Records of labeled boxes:

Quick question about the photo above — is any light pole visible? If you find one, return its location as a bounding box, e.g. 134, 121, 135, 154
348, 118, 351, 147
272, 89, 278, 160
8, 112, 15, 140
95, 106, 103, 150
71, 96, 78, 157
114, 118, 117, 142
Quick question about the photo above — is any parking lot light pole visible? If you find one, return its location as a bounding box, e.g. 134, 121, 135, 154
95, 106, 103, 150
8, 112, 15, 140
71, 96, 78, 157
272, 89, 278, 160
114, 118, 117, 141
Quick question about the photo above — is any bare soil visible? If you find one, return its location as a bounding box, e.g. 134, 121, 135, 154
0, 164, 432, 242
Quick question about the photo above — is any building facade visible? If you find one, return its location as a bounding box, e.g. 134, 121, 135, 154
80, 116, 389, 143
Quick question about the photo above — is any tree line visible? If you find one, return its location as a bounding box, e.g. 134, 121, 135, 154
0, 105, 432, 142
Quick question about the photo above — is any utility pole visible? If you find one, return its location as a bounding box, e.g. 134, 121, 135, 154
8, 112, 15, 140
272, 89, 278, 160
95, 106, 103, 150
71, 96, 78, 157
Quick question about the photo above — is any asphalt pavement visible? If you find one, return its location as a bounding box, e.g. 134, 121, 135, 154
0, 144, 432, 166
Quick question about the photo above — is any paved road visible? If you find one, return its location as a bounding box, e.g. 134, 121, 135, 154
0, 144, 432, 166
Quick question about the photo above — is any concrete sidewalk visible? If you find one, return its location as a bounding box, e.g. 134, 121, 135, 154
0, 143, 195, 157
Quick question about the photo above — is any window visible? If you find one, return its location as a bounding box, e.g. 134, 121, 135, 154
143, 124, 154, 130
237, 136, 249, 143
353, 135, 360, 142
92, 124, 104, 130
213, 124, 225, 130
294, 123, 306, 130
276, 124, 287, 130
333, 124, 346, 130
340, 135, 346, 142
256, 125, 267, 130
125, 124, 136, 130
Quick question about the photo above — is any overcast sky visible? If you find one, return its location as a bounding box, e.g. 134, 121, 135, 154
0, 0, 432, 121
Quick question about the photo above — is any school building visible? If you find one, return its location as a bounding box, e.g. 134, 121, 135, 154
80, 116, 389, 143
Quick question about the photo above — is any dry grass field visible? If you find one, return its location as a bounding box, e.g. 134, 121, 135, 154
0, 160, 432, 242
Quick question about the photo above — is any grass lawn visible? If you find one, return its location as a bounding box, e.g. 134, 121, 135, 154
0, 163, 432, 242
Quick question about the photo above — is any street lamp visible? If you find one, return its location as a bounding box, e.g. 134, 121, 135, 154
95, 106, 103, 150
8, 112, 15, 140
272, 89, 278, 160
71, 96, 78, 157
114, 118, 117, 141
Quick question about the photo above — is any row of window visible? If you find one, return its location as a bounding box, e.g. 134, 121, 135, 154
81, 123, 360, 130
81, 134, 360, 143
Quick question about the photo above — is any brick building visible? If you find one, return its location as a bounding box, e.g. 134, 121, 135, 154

Written request: Filter the lines above, copying each line that contains the word "window".

Correct output:
Quick question about the photo above — is any window visible? If you find one, return its location as a bounding box, e.g. 134, 121, 135, 154
Quick question about the photo above — is any row of window visible? If you find one, return its location as a bounding box, e.g. 134, 121, 135, 154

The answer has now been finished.